What is being asked: Repeat, word for word, the stretch of the listing below from the line containing "[spot] the cluster" through the last line of the listing.

════════════════

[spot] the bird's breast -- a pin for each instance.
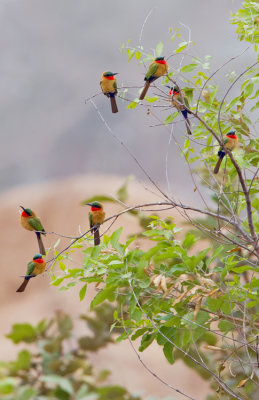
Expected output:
(161, 70)
(25, 223)
(98, 217)
(39, 268)
(107, 86)
(231, 143)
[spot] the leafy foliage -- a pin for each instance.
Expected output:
(57, 365)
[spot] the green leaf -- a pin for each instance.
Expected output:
(248, 89)
(181, 47)
(103, 295)
(168, 352)
(169, 119)
(82, 292)
(159, 49)
(138, 55)
(26, 393)
(115, 237)
(189, 68)
(133, 104)
(57, 380)
(101, 198)
(7, 385)
(22, 333)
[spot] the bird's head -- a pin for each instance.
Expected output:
(37, 257)
(173, 89)
(160, 60)
(95, 206)
(109, 74)
(27, 212)
(232, 134)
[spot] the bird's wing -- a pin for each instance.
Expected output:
(151, 70)
(185, 100)
(91, 220)
(36, 224)
(115, 86)
(30, 268)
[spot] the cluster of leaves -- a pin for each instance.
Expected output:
(219, 112)
(247, 21)
(57, 364)
(189, 304)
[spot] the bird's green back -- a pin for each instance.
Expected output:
(115, 85)
(90, 219)
(30, 268)
(151, 70)
(36, 224)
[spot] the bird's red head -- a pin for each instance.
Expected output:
(160, 60)
(95, 206)
(27, 212)
(232, 134)
(38, 258)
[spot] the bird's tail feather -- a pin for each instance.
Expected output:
(216, 169)
(188, 126)
(96, 236)
(113, 104)
(144, 91)
(40, 243)
(23, 285)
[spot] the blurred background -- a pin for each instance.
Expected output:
(56, 151)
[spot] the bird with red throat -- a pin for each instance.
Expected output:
(96, 218)
(109, 88)
(157, 68)
(31, 222)
(230, 143)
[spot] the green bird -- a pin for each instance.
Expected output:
(230, 143)
(31, 222)
(35, 267)
(157, 68)
(109, 88)
(96, 218)
(177, 96)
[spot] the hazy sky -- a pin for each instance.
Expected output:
(52, 55)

════════════════

Written answer:
[spot] the cluster of leaves -- a pin for each instance.
Expected output:
(219, 112)
(247, 21)
(57, 364)
(189, 304)
[spot] the bird's green back -- a pin for each instance.
Expected output:
(115, 85)
(90, 219)
(30, 268)
(151, 70)
(36, 224)
[spot] the bird's red head -- a pin for each instance.
Expected output:
(160, 60)
(95, 206)
(27, 212)
(232, 134)
(38, 258)
[spot] the bird's tail feather -- a pin for each instance.
Expected output:
(216, 169)
(188, 126)
(96, 236)
(113, 104)
(144, 91)
(40, 243)
(23, 285)
[spot] the blurred background -- a pin for each instance.
Expected output:
(56, 151)
[spot] the bird with red throat -- a pin for each instance.
Expected output:
(96, 218)
(109, 88)
(157, 68)
(31, 222)
(230, 143)
[spot] the green bird -- a pin for each instance.
Expected output:
(230, 143)
(31, 222)
(35, 267)
(157, 68)
(109, 88)
(96, 218)
(177, 96)
[spot] the hazy sky -- a pin for each instance.
Expected output:
(52, 55)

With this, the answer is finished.